Find every line in the records that contains the word "mosaic" and copy each of those lines.

■ ITEMS:
#####
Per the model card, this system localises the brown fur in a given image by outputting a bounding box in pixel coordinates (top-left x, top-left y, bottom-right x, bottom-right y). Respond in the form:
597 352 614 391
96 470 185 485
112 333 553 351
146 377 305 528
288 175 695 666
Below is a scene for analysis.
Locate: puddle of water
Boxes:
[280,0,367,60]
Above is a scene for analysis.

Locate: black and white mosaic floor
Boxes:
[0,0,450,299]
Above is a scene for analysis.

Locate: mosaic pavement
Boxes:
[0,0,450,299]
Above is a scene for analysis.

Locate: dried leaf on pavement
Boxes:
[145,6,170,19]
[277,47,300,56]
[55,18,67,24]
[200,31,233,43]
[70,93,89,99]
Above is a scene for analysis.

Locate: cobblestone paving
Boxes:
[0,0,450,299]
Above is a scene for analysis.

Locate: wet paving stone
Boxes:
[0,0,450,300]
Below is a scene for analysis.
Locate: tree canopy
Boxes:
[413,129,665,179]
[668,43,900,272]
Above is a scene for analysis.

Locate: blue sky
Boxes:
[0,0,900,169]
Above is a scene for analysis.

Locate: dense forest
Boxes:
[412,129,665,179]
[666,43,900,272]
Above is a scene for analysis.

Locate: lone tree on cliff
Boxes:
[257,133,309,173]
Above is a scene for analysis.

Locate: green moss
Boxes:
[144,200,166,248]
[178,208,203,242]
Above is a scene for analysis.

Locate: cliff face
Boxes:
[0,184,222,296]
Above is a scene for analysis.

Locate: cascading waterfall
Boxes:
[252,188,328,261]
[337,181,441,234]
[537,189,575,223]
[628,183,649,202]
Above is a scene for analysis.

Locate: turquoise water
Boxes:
#####
■ ANSWER IN FULL:
Locate: black and white mosaic floor
Locate: mosaic pavement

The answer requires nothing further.